> Action item: All of the entries below are to be copied word for word.
· · ·
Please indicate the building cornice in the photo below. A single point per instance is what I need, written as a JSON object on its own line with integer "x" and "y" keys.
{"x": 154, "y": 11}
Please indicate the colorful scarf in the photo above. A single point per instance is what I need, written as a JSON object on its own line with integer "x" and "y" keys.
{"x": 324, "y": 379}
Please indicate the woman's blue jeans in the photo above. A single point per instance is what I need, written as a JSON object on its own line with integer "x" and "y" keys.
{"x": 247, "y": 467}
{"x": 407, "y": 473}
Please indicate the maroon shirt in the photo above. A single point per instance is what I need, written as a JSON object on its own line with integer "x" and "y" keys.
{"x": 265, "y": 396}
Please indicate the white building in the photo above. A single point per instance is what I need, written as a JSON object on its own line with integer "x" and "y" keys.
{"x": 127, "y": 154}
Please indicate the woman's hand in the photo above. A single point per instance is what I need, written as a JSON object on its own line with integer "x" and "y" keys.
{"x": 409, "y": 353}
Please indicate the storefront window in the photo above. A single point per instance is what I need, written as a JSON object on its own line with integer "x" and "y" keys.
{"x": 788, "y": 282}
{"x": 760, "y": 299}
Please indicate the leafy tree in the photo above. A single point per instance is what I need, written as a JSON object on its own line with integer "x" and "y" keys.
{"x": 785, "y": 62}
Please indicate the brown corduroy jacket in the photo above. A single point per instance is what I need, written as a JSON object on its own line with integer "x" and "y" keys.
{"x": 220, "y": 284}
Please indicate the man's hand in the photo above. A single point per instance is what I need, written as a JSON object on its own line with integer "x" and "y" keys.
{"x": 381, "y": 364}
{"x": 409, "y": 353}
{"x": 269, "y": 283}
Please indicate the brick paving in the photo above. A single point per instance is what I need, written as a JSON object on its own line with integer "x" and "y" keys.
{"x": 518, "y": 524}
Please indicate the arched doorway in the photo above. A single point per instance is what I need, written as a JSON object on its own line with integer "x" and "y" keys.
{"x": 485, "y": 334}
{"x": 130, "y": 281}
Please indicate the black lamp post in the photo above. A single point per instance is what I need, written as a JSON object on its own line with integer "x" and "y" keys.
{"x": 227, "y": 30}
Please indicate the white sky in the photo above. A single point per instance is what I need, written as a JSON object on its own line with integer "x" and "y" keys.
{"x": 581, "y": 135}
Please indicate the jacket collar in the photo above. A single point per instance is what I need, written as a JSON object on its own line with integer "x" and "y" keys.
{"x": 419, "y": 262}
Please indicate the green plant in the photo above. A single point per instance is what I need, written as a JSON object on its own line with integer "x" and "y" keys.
· · ·
> Exercise response:
Please indicate the building cornice in the photo below. A single point per instance is what I need, written as a JSON object on its own line with integer "x" and "y" keys.
{"x": 154, "y": 11}
Please indicate the colorful scarf in the photo above. A single point per instance is what I need, written as a JSON object on its own line with integer "x" and "y" keys.
{"x": 324, "y": 379}
Please indicate the woman's blue jeans in the photo above. A single point per instance is what I need, written as a JSON object on its own line with integer "x" and "y" keys.
{"x": 247, "y": 467}
{"x": 407, "y": 473}
Please indicate the maroon shirt in the photo above. A single point per instance is what I need, written as a JSON object on its own line with integer "x" and "y" keys.
{"x": 265, "y": 396}
Please indicate the white building in the photo above. A single point per instance is what I need, written as a JSON object on its own line with integer "x" and "y" keys.
{"x": 127, "y": 154}
Please indicate the woman's hand in the photo above. A single point per instance is what I need, written as a JSON object on its own line with integer "x" and "y" keys.
{"x": 409, "y": 353}
Please indicate the storefront window in the photo above. A single point per instance is what I need, written as a JSON object on its own line with integer "x" and "y" keys.
{"x": 788, "y": 282}
{"x": 760, "y": 299}
Please indicate the leafy tree in the photo above. A single point per instance is what I need, written as a JSON object on its own line with integer "x" and "y" keys.
{"x": 785, "y": 62}
Please indicate the brown corduroy jacket in the photo above. A single point per instance is what I need, written as a JSON object on its own line with integer "x" and "y" keys.
{"x": 220, "y": 284}
Please indicate the man's hand in the photo above. A single point per instance is what I need, written as a JSON object on its own line with integer "x" and "y" keys.
{"x": 381, "y": 364}
{"x": 409, "y": 353}
{"x": 269, "y": 283}
Please indicate the brick paving in the photo above. A single point per instance is what I need, written as a JSON object on its own line with integer "x" and "y" keys.
{"x": 518, "y": 524}
Please indicate the arched doorway in the photo above. A single point per instance is what I need, written as a JSON object on its own line with integer "x" and "y" keys.
{"x": 485, "y": 334}
{"x": 130, "y": 281}
Please indicate the black lamp post in the photo above. A single point per instance is what I need, written as a JSON object on its own line with integer "x" and "y" keys.
{"x": 227, "y": 30}
Please indicate the white sky in the photo above. A single point per instance is what I need, written as a JSON object on its own line with integer "x" and "y" keys.
{"x": 581, "y": 135}
Please indicate the jacket collar in the photo above. A single point per instance is what I need, written as a JSON object on its own line with integer "x" and "y" keys.
{"x": 419, "y": 262}
Please indicate the green plant in the photo above. A single point per instance is what I need, written as a JSON object on its own line with integer "x" and "y" keys.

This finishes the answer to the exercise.